◆ Given request 1: In the LED light thread, how many lumens is the light rated at?
◆ Given request 2: Carry on the LED light thread from where it stops.

◆ Extract to read:

# is this led worth it?



## oyf709 (Sep 18, 2010)

I am in china and come across a led light. Here are the spec
24x3w white 12000k
24x3w blue 450-465 nm
5000 lumen
16.7x6.3x2.2 (inch)
Weight about 3kg
It has digital timer and can choose to turn on blue/white/both for day/nite mode
It also has setting to adjust day/nite mode's color temperature . I would assume it is very close to dimmable setting.
My question is will this unit worth $500?

Thanks for the help.


----------



## oyf709 (Sep 18, 2010)

Oh there is one more feature, it has temperature control for fan. 
For example. U can set the fan turn on when it is over36c. And keep it off if it is cold


----------



## BaoBeiZhu (Apr 24, 2010)

seems similar to the eshine leds I was looking at.

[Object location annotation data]
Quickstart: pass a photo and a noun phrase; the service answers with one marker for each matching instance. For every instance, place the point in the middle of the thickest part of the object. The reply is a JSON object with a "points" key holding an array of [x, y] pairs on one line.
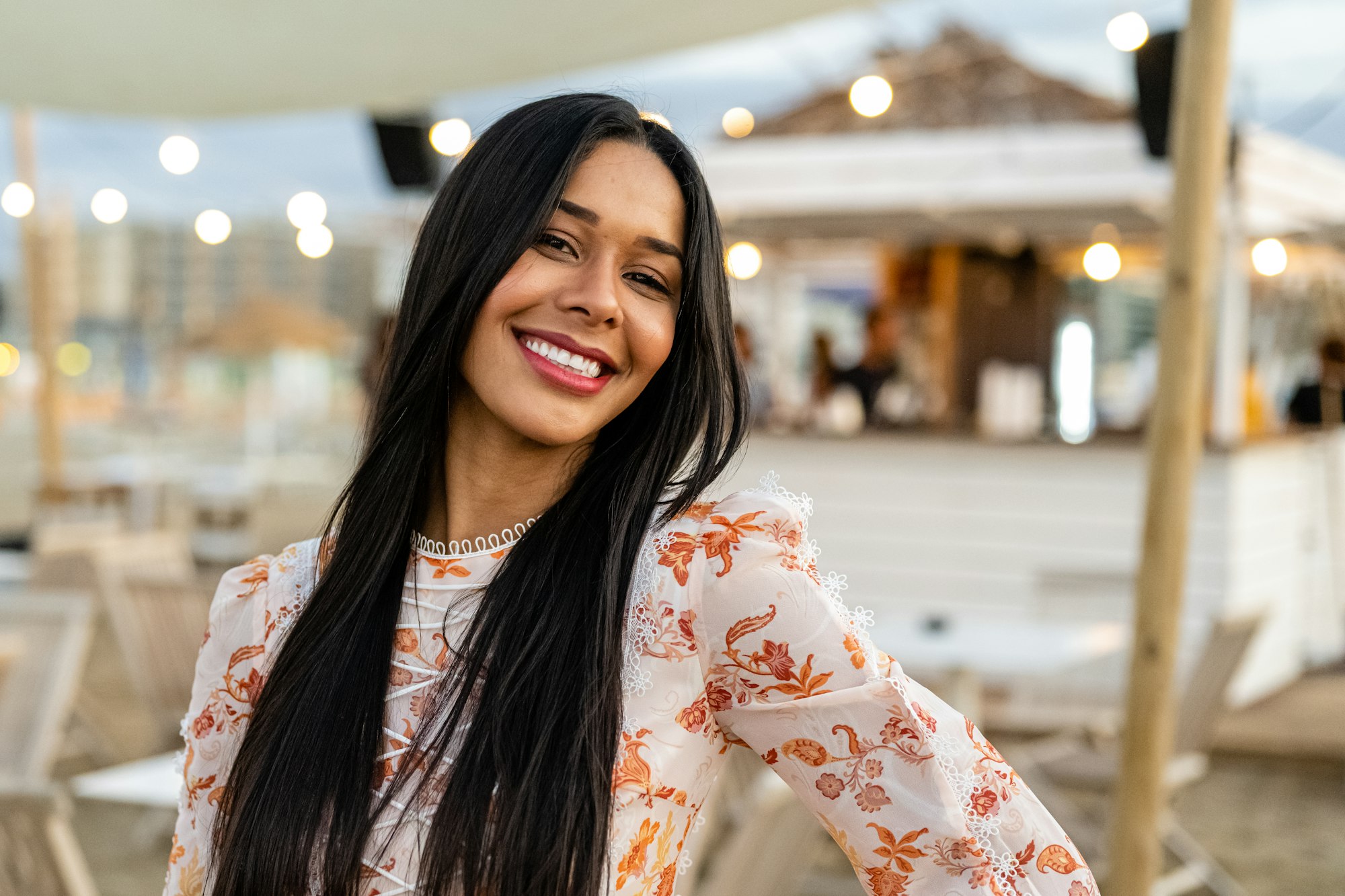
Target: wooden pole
{"points": [[1200, 159], [38, 282]]}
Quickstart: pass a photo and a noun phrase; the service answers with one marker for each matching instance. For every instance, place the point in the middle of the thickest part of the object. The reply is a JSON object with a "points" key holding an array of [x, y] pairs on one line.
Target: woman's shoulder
{"points": [[751, 509], [262, 595]]}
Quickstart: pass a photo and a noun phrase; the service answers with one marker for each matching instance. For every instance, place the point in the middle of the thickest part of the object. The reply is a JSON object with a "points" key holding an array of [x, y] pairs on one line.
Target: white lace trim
{"points": [[641, 627], [469, 546]]}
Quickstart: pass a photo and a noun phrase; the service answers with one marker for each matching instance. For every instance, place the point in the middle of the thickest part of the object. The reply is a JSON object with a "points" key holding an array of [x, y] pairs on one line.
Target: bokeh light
{"points": [[658, 118], [180, 155], [1270, 257], [451, 138], [315, 241], [1129, 32], [18, 200], [738, 123], [743, 260], [871, 96], [306, 210], [110, 206], [9, 358], [73, 358], [1102, 261], [213, 227]]}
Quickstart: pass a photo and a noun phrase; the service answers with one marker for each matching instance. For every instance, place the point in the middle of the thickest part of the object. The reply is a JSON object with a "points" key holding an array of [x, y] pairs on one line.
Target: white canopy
{"points": [[192, 58]]}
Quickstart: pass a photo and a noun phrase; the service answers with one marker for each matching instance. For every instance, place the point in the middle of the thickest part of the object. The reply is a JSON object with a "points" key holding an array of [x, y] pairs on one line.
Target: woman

◆ Task output 1: 5000 lumens.

◆ Task output 2:
at first I thought it was a great deal but still ended up buying a name brand Led.

plus eshine is selling them for 300 and then with shipping and tax I calculated around 400 a unit. 
but if your there already I dont see why you should still have to pay 500 to get it back to canada.


----------



## oyf709 (Sep 18, 2010)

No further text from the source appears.